- EXERCISE INSTRUCTIONS: From the listing below, reproduce word for word the part that opens with the line containing "Query: dormer window" and closes with the line containing "[[4, 197], [15, 47]]"; reproduce nothing else.

----------

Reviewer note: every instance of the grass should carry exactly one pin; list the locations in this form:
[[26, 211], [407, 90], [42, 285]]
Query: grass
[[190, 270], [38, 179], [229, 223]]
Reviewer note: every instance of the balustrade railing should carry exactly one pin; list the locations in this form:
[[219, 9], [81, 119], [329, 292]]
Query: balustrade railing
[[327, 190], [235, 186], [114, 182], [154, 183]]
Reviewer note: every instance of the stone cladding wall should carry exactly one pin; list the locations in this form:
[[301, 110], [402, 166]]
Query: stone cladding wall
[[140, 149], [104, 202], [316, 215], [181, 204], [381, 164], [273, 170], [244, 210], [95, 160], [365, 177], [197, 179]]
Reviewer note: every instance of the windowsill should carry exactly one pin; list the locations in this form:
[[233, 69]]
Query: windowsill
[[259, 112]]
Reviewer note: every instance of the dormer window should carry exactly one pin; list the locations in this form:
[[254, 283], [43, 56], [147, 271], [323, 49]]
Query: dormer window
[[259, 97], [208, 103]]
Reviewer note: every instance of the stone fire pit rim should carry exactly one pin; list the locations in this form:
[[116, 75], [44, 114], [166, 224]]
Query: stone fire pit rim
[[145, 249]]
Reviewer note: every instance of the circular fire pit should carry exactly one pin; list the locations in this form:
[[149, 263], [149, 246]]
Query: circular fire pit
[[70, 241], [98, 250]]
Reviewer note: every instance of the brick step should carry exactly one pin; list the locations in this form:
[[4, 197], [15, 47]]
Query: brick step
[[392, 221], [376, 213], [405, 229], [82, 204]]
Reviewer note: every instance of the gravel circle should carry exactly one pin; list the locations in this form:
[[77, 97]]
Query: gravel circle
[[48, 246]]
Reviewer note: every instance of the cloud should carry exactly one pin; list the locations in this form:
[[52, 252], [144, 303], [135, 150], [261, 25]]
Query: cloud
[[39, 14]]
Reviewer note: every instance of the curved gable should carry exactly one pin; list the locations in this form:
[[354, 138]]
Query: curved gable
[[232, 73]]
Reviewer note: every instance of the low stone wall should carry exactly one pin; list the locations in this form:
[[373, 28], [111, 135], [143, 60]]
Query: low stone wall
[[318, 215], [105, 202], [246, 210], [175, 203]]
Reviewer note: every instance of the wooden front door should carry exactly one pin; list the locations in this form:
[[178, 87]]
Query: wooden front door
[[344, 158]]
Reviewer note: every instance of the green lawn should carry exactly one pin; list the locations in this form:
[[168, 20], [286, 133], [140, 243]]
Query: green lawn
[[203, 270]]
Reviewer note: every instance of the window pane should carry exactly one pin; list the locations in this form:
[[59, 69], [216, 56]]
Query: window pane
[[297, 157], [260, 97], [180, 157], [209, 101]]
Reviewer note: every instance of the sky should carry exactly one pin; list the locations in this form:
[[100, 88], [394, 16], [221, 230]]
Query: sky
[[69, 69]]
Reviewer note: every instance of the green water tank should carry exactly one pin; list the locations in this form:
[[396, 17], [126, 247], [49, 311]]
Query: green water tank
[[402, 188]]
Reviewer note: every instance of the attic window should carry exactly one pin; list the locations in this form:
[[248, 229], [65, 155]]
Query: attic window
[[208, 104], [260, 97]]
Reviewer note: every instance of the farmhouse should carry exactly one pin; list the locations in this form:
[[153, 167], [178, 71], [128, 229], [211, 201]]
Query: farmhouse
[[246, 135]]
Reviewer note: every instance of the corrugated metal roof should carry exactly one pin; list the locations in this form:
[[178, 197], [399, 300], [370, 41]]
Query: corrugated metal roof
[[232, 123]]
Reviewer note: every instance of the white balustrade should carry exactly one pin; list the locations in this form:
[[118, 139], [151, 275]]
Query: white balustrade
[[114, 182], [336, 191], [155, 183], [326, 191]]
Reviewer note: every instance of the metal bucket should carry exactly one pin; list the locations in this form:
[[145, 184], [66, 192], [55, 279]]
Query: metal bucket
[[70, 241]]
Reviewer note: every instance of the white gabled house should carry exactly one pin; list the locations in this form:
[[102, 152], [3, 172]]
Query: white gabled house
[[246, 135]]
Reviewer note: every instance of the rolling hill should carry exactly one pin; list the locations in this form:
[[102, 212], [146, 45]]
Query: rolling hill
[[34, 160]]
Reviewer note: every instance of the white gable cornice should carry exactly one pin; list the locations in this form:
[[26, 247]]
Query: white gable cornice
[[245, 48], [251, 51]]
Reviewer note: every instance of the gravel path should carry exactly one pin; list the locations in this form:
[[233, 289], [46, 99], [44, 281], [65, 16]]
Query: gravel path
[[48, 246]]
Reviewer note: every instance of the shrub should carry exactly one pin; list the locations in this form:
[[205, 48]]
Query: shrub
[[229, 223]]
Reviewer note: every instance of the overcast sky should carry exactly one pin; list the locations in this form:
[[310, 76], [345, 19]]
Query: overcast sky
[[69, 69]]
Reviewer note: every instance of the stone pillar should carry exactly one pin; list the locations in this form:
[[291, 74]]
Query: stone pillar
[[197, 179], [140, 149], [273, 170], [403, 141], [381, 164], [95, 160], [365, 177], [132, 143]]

----------

- RESPONSE TO THE EXERCISE:
Query: dormer window
[[259, 97], [208, 103]]
Reviewer note: every instance of the stone fire pit rim should carry exactly one pin; list the locations in this form:
[[116, 75], [44, 114], [166, 224]]
Query: stone fire pit rim
[[145, 249]]
Reviewer note: every instance of the circular fire pit should carry exactly one pin; list the locations in this form:
[[149, 263], [149, 246]]
Query: circular fire pit
[[70, 241], [98, 250]]
Reviewer note: every instance of the brick step should carry exactly one pin; list the locations in this form:
[[4, 197], [15, 47]]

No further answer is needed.